**Task brief:** Compute how many lines in the entries below contain "Target", and output nothing but the number.

Stored data entries:
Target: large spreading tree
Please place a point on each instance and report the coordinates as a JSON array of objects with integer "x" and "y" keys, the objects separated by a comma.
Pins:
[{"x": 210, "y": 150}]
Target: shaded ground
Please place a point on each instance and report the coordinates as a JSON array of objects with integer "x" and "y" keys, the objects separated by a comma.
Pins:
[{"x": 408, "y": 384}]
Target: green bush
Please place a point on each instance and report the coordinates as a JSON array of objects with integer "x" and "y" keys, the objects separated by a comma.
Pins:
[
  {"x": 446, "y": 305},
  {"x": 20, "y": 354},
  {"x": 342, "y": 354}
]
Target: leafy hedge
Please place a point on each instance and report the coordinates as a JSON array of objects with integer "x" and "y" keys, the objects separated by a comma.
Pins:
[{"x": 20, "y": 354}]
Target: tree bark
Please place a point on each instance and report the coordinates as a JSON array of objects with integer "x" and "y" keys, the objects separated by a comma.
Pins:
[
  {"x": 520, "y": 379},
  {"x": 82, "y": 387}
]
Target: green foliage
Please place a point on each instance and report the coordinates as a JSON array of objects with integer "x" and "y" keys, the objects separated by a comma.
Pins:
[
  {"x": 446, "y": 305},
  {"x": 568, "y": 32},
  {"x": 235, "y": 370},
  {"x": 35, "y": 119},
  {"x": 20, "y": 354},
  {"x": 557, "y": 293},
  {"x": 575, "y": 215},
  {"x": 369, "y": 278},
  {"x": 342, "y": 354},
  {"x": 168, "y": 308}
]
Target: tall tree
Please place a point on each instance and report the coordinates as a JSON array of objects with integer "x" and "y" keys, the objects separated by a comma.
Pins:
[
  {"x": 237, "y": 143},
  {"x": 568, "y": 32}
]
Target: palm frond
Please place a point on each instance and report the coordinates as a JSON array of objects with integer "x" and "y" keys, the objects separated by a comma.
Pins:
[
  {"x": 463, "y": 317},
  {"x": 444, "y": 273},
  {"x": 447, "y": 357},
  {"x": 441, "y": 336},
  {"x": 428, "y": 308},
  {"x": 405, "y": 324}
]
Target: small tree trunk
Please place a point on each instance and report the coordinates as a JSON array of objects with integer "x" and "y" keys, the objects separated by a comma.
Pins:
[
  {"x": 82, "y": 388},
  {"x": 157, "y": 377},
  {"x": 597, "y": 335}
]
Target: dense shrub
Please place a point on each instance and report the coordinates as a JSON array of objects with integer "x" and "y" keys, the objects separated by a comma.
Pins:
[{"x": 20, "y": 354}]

**Written response:** 10